### What the task asks
Copy every line below from the one containing "Where can the church" through the end of the rows, inclusive, requests included. Multiply each point coordinate in the answers by 0.3 and round to a whole number, with halves rounding up, but leave the numbers in the requests and their sample formats as they are.

#### Records shown ####

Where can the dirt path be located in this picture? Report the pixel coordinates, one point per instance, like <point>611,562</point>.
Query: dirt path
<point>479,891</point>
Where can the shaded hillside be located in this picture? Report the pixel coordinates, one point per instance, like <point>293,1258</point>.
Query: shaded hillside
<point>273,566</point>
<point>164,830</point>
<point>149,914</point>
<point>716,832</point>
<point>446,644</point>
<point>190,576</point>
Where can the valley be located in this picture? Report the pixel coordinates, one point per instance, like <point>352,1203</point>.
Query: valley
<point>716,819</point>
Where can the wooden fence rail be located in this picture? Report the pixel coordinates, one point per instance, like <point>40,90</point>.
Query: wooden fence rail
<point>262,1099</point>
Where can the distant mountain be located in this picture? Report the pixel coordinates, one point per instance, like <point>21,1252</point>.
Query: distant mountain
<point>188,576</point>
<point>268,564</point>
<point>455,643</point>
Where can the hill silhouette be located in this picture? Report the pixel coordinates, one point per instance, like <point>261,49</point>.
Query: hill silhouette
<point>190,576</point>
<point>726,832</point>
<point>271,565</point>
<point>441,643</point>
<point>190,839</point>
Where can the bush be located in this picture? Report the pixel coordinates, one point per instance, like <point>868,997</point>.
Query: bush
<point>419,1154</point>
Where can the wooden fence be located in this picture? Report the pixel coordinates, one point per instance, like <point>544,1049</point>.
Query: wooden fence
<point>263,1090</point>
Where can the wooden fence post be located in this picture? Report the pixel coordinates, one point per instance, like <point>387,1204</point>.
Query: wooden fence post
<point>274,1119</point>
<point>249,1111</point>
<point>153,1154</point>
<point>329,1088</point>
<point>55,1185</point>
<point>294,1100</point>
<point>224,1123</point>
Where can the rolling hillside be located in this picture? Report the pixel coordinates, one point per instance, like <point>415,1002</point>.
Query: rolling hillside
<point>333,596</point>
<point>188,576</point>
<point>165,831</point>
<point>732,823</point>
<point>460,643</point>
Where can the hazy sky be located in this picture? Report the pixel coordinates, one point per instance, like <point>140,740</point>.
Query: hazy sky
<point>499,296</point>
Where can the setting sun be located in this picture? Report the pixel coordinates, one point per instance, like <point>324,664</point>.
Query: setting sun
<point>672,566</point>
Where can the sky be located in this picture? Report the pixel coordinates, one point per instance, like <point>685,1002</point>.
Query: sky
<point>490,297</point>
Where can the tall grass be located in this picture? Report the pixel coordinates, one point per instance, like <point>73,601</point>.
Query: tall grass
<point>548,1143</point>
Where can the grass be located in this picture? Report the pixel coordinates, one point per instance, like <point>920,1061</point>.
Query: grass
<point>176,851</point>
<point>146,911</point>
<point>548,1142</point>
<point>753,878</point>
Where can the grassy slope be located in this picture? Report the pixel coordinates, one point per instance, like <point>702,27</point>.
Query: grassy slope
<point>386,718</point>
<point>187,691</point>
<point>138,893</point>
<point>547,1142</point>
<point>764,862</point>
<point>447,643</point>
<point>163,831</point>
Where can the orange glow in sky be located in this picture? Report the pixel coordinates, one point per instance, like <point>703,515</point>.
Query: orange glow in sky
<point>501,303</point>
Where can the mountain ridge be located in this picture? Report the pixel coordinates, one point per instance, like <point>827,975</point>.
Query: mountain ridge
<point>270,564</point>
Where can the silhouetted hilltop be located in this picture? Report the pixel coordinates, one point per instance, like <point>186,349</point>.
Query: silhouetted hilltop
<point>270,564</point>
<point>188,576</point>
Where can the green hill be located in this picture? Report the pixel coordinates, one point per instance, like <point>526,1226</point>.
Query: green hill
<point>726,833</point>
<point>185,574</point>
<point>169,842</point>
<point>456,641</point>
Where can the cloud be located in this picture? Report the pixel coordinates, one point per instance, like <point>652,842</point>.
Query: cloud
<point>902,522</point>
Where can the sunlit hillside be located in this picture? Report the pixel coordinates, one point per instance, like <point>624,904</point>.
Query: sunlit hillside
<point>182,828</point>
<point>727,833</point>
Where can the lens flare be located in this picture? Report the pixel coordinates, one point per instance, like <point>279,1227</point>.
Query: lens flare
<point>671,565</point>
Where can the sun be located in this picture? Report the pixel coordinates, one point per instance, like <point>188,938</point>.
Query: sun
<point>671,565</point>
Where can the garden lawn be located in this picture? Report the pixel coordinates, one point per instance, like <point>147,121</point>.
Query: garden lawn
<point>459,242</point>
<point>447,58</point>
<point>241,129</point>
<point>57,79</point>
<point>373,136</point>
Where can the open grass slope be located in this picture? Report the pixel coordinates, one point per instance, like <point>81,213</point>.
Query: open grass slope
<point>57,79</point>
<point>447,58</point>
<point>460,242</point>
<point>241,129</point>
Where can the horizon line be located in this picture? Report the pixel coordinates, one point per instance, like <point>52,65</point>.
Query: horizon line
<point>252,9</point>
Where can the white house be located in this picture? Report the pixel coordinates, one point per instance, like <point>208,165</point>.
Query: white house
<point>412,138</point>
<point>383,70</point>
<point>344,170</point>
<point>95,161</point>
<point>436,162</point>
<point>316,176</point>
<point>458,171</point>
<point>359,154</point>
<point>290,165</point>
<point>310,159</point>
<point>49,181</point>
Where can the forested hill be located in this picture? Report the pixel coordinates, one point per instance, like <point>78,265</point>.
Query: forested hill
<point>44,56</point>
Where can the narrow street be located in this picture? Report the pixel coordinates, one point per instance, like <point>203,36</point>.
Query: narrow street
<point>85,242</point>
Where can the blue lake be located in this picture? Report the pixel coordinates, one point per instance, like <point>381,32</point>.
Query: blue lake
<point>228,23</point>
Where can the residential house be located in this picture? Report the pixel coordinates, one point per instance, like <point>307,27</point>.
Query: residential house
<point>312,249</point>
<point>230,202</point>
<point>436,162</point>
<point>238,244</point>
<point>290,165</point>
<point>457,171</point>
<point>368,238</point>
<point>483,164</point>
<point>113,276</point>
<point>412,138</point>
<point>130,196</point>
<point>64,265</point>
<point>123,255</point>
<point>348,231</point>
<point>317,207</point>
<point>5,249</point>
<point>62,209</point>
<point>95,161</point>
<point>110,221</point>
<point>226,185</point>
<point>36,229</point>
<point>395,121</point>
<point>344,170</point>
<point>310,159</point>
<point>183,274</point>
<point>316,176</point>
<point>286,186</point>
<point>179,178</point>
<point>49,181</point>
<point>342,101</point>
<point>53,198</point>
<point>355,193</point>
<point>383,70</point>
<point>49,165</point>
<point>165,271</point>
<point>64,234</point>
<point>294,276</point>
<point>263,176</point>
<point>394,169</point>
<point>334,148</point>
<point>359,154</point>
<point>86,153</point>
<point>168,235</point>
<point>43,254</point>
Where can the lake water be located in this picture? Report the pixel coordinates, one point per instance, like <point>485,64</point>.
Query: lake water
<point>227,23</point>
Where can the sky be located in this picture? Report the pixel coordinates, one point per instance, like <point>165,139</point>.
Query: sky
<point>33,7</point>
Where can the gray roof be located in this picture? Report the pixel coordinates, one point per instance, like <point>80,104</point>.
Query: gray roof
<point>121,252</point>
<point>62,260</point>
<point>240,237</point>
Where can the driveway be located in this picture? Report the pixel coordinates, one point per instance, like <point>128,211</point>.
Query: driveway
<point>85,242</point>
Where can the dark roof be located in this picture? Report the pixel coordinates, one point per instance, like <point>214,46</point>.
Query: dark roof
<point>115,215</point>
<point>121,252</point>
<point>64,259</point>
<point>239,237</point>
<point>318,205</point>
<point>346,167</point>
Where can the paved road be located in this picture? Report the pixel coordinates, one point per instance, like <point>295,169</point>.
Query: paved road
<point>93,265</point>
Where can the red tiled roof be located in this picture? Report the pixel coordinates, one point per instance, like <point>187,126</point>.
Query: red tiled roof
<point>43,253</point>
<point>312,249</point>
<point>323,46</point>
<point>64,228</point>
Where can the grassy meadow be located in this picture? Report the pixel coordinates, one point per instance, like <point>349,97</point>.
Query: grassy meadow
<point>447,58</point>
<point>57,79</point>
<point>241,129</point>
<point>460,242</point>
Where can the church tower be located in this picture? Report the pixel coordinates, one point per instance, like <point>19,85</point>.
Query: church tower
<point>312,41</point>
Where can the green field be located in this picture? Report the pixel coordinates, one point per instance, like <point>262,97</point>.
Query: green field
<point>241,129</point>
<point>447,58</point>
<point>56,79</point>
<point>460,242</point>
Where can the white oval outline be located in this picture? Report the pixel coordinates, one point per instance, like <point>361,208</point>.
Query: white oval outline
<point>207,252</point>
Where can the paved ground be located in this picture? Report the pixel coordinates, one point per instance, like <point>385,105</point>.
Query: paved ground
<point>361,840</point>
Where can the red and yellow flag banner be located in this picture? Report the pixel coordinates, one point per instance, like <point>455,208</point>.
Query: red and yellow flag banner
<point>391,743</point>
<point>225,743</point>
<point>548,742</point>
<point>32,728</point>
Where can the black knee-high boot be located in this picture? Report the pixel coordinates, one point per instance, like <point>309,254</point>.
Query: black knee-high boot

####

### Exercise output
Where can the church tower be located in this picture? Report the pixel coordinates, one point per instance, like <point>19,85</point>.
Query: church tower
<point>94,12</point>
Where can the green field be located in this picture? Report the pixel coordinates, one point per instance, like <point>262,97</point>.
Query: green field
<point>72,39</point>
<point>134,17</point>
<point>17,24</point>
<point>138,73</point>
Where can the white oval outline be located in this picture? Report the pixel coordinates, one point per instance, like <point>361,208</point>.
Query: white oval outline
<point>62,76</point>
Where can the paved ground be located in this picture? Report the pixel coordinates, one point per instance, like <point>385,105</point>.
Query: paved ground
<point>108,252</point>
Where can the red and yellow flag banner be located in this picture? Report the pixel coordinates, one point per instance, like <point>455,208</point>.
Query: red and yellow flag banner
<point>117,223</point>
<point>68,223</point>
<point>164,223</point>
<point>10,218</point>
Where can the black knee-high boot be located in this picture? Report the pixel coordinates, one point per instance, like <point>309,254</point>.
Query: black knee-high boot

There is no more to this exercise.